[Begin EXCERPTED RECORDS]

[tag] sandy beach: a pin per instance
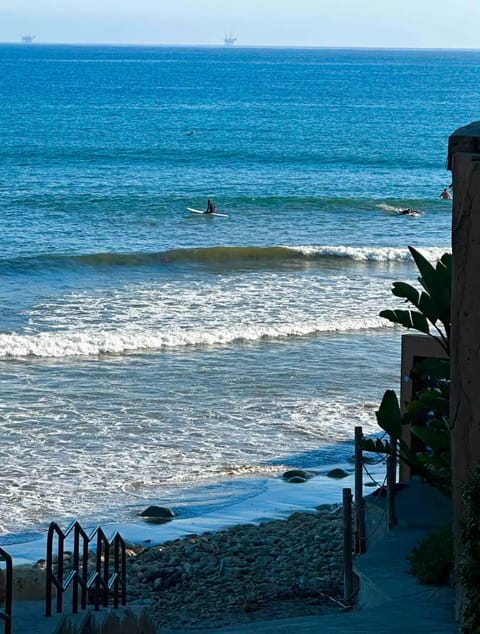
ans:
(278, 569)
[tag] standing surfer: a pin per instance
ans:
(210, 207)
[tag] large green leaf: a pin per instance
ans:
(408, 319)
(437, 441)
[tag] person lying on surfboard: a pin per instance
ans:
(210, 207)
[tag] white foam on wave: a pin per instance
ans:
(96, 460)
(129, 340)
(372, 254)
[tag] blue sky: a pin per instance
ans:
(370, 23)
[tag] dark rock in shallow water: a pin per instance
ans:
(293, 474)
(297, 480)
(338, 474)
(157, 514)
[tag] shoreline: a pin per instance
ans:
(277, 500)
(277, 569)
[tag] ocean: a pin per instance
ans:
(149, 355)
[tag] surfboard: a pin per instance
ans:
(408, 212)
(198, 211)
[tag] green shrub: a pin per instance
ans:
(431, 561)
(470, 560)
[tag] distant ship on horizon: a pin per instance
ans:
(229, 40)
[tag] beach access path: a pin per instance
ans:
(390, 601)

[End EXCERPTED RECORDS]

*WORK TO DO:* Give everything from the line containing "[tag] ocean: a pin per instance" down through the last of the items as a two-column CSV with the headers item and answer. Use one row per item, and put its text and its answer each in a single quoted field with any line breaks turned into spaces.

*RESPONSE:*
item,answer
"[tag] ocean: a pin per instance ans:","(149, 355)"
"[tag] surfboard: a pin per instance ans:","(408, 212) (198, 211)"
"[tag] green shrub: a pin per instance ans:","(431, 561) (470, 560)"
"[tag] distant ship on horizon: a pin per instance ans:","(229, 40)"
"[tag] beach access path: a pin per instance ans:","(390, 601)"